++++ Selected passage ++++
BY STEPHEN HOLDER
Times Staff Writer
TAMPA — After the weekend bye, the Bucs resume work today, with an eye toward the postseason. They've scored some big wins, let other games slip away, and remain in the thick of things, half a game behind the first-place Saints in the NFC South with a game Sunday at New Orleans looming.
But before their season resumes, now seems a natural time to reflect on what the first half of the season has demonstrated, and peer around the corner at what its second half is likely to bring.
Best win, worst loss
The Bucs' Week 6 win Oct. 16 against the Saints was clearly their most complete performance. Tampa Bay had no turnovers, forced New Orleans QB Drew Brees into three interceptions, and maintained a lead almost the whole game. RB Earnest Graham, replacing injured LeGarrette Blount, ran for 109 yards. Seven receivers had multiple catches in the 26-20 victory.
On the other hand, coach Raheem Morris said the Bucs played as if they didn't bother getting off their flight when they traveled to San Francisco last month. They lost 48-3 on Oct. 9 to match the franchise's widest losing margin. This was the game in which the 49ers began to demonstrate their might, something they're still doing now at 6-1 — second-best in the NFL.
Rookies step up
Lost in the shuffle of the Bucs' pre-bye week loss to the Bears in London was a rather dominant performance by rookie right DE Adrian Clayborn. Despite the long list of defensive ends available in this year's draft, the Bucs appear to have made a very solid selection in Clayborn — their first-round choice from Iowa.
++++
# Goal of the exercise
Return the part of the Bucs midseason review starting at "On the other" and ending at "choice from Iowa.", copied word for word.
++++ Data to examine ++++
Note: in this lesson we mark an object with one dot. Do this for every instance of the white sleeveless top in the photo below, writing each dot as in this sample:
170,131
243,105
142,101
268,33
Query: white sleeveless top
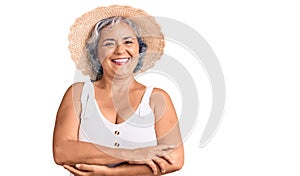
++++
# Completed task
On the other hand, coach Raheem Morris said the Bucs played as if they didn't bother getting off their flight when they traveled to San Francisco last month. They lost 48-3 on Oct. 9 to match the franchise's widest losing margin. This was the game in which the 49ers began to demonstrate their might, something they're still doing now at 6-1 — second-best in the NFL.
Rookies step up
Lost in the shuffle of the Bucs' pre-bye week loss to the Bears in London was a rather dominant performance by rookie right DE Adrian Clayborn. Despite the long list of defensive ends available in this year's draft, the Bucs appear to have made a very solid selection in Clayborn — their first-round choice from Iowa.